[What to work on]
Lines in the entries below where the word "cliff" shows up should each be copied.

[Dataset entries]
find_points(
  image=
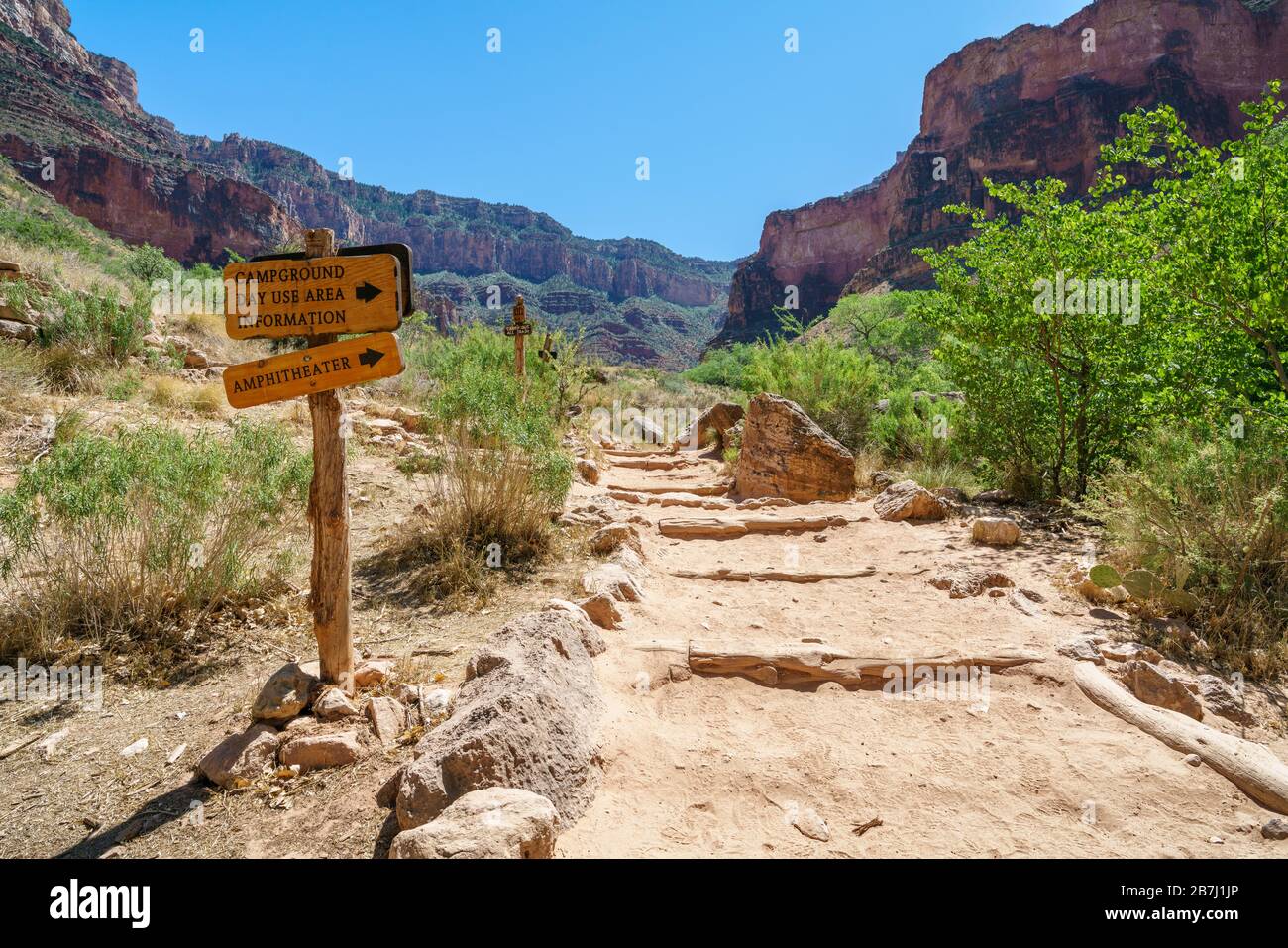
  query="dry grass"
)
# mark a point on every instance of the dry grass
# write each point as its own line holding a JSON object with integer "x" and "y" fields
{"x": 166, "y": 391}
{"x": 867, "y": 462}
{"x": 209, "y": 399}
{"x": 482, "y": 518}
{"x": 62, "y": 266}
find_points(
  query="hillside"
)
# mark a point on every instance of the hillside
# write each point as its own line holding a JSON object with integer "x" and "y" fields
{"x": 137, "y": 176}
{"x": 1029, "y": 104}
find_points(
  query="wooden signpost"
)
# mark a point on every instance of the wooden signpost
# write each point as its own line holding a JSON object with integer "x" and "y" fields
{"x": 321, "y": 295}
{"x": 313, "y": 296}
{"x": 519, "y": 327}
{"x": 309, "y": 371}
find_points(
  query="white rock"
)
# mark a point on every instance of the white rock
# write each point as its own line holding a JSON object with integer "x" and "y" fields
{"x": 493, "y": 823}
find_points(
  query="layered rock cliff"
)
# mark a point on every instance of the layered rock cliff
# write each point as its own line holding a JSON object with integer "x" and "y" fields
{"x": 1035, "y": 103}
{"x": 71, "y": 124}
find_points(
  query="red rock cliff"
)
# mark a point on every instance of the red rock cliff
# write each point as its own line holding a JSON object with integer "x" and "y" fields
{"x": 1025, "y": 106}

[Reply to the exercise]
  query="layered rock cliff"
# mark a point on every instance of the layered rock cliff
  query="red rock cliff"
# mark a point on every instance of the red rock cliff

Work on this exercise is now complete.